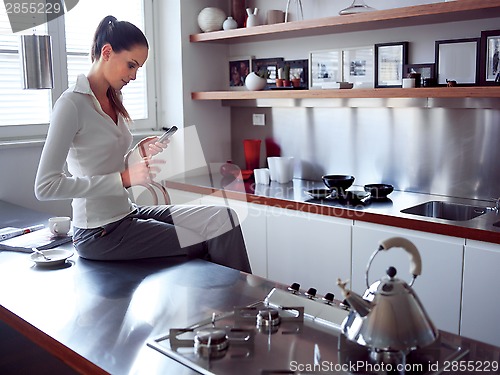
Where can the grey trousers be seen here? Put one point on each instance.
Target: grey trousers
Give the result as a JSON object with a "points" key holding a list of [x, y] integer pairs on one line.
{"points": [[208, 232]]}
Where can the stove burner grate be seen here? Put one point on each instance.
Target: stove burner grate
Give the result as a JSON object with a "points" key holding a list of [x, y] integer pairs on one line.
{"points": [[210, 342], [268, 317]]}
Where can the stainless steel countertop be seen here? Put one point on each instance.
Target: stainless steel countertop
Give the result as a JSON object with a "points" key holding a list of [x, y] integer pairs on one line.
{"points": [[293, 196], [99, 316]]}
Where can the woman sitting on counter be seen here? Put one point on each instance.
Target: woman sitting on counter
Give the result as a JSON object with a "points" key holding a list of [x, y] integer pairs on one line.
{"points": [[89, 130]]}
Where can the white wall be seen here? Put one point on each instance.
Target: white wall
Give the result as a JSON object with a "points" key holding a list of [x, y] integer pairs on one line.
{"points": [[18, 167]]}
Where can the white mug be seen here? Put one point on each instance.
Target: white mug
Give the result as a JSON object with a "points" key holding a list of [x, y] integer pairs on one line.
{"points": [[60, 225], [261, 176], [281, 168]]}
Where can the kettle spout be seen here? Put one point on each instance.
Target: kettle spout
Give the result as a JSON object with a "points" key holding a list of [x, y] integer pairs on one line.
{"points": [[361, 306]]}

--

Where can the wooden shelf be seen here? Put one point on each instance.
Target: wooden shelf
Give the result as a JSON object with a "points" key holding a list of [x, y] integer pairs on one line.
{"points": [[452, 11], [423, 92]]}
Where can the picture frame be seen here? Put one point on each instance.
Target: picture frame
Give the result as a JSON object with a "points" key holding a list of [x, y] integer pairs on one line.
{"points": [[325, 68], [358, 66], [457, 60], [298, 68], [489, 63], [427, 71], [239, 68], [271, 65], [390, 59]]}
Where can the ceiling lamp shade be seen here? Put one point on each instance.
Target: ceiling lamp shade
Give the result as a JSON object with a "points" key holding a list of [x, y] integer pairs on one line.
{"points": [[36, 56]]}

### SET EXERCISE
State how many lines of the items above contain the string "spout", matching case exactly, and give only the number.

### FULL SOLUTION
2